§ **WRITTEN EXERCISE**: Only the lines from the one containing "man in yellow" through the last line below should be written out, exactly and with both ends kept.

════

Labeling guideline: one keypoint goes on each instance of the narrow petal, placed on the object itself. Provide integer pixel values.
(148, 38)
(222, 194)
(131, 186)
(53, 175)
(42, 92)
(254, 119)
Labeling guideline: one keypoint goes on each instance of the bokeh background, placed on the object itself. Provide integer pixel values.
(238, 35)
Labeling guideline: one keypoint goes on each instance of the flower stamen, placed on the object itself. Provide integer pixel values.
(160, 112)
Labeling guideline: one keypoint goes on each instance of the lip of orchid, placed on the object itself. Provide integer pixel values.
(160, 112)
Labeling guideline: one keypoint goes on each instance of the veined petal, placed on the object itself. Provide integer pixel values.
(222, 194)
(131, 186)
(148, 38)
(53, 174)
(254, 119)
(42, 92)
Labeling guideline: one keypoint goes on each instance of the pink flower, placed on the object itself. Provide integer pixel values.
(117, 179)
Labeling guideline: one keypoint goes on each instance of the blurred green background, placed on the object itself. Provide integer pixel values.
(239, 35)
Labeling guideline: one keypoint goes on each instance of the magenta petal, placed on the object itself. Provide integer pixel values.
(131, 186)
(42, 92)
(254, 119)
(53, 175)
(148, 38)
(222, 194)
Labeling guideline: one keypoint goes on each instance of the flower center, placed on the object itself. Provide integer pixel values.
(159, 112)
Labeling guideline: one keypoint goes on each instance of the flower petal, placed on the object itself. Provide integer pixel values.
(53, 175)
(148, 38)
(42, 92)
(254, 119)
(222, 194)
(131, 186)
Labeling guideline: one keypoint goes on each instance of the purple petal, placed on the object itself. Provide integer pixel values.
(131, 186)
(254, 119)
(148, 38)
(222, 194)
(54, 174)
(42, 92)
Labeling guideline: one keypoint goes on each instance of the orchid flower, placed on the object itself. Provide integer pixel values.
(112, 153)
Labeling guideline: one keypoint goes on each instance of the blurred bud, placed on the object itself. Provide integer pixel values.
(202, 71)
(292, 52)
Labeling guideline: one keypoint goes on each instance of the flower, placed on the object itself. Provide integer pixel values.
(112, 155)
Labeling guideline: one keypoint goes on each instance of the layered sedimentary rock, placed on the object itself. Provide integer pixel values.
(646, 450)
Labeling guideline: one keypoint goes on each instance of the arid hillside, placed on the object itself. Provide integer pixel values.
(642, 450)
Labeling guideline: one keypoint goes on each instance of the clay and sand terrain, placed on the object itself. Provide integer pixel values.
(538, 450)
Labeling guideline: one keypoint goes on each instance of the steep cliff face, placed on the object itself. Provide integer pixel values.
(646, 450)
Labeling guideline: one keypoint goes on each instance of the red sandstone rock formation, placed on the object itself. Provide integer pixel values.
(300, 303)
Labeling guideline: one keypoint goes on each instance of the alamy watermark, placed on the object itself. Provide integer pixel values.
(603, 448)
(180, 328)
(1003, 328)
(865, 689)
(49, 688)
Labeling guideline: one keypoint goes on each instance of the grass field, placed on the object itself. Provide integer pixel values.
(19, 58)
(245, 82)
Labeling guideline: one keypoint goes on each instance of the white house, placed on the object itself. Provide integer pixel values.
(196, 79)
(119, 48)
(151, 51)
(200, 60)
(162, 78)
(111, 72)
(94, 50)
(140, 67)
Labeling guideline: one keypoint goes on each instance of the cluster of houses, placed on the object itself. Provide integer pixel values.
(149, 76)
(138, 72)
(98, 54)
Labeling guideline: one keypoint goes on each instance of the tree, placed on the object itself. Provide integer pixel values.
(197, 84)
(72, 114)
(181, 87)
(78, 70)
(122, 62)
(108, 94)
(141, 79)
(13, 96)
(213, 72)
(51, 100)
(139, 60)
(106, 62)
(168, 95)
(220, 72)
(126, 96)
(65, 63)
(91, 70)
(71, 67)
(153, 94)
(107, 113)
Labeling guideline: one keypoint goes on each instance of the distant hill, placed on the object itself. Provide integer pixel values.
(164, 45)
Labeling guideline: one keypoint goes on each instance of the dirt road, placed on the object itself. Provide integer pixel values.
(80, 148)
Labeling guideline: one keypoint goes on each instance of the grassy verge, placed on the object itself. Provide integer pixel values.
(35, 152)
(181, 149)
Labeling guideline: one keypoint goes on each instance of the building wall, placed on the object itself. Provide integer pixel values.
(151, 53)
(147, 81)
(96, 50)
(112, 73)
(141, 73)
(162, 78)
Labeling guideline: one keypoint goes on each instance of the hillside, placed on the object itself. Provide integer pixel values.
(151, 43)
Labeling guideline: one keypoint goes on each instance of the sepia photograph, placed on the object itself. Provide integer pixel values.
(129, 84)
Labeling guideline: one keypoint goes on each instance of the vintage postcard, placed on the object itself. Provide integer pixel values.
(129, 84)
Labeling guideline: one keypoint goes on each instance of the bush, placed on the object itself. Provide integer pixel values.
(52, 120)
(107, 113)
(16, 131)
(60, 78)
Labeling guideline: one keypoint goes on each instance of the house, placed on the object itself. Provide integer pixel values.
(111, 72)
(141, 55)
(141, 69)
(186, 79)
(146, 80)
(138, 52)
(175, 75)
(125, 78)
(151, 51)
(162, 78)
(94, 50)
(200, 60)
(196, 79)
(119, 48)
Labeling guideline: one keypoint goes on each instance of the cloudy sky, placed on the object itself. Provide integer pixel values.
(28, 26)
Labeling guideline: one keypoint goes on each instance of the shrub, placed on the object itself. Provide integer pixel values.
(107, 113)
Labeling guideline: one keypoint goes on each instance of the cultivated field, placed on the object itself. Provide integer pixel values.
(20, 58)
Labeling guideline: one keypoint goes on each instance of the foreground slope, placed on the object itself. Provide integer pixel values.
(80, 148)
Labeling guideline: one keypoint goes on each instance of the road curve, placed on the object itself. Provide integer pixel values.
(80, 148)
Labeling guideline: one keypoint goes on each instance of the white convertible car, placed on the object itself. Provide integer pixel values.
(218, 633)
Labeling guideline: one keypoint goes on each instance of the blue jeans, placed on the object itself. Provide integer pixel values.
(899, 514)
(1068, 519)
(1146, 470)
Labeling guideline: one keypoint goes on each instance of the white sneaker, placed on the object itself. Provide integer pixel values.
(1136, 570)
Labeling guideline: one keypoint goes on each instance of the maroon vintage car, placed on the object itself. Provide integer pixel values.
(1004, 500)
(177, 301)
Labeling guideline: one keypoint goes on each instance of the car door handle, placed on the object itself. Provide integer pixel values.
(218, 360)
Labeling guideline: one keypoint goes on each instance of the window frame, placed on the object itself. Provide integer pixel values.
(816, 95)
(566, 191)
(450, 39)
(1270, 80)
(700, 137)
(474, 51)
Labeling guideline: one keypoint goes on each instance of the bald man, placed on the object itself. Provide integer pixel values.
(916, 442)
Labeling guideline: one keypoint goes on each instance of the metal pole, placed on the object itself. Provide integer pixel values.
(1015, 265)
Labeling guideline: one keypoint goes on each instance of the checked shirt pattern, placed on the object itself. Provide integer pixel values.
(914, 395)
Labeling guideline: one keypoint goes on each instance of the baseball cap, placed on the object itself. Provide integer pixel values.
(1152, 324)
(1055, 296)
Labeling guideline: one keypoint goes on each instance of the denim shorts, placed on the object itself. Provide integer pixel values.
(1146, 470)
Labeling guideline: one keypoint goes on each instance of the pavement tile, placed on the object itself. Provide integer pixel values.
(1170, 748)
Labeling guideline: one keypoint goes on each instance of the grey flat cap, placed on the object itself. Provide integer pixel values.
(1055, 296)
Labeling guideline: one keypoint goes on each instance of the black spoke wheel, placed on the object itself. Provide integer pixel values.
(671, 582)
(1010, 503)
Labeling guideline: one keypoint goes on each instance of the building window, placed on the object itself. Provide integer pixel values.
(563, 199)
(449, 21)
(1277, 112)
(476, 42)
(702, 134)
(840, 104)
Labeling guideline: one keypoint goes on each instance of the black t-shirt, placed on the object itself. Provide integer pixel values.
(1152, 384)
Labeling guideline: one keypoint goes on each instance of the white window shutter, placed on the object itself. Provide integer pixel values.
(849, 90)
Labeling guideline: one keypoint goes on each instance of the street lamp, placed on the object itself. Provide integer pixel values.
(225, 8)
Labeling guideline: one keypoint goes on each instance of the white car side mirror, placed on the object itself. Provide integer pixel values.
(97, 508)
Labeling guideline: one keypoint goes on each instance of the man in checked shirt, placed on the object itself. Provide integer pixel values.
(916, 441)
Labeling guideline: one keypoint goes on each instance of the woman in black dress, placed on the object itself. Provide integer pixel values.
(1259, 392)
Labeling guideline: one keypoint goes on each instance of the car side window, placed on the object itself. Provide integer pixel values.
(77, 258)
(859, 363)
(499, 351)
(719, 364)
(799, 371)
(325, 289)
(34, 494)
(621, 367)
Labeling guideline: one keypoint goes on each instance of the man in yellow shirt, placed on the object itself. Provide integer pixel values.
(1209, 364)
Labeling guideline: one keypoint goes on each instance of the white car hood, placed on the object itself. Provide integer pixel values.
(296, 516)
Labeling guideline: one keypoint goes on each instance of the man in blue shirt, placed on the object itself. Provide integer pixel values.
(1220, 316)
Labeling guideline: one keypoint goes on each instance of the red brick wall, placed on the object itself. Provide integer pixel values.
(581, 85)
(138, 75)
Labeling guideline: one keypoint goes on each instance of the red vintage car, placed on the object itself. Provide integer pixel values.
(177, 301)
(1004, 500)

════

§ **CORRECT OUTPUT**:
Labeling guideline: one keypoint goes on each instance of the man in yellow shirt, placed on the object itself. Provide integer pixel values.
(1209, 364)
Labeling guideline: one keypoint goes on each instance of the white car hood, placed on the object itself. Provide integer pixel values.
(296, 516)
Labeling guideline: one keypoint goes on each instance of the man in blue shirt, placed on the object itself. Provide integer pixel values.
(1220, 316)
Labeling guideline: one keypoint goes on each instance of the red brick wall, placed on the object itself. Provide integer pixel values.
(581, 85)
(138, 75)
Labeling guideline: one keypoint goes on each instance of the red vintage car, placed on the object itself. Provide integer pixel values.
(177, 301)
(1004, 500)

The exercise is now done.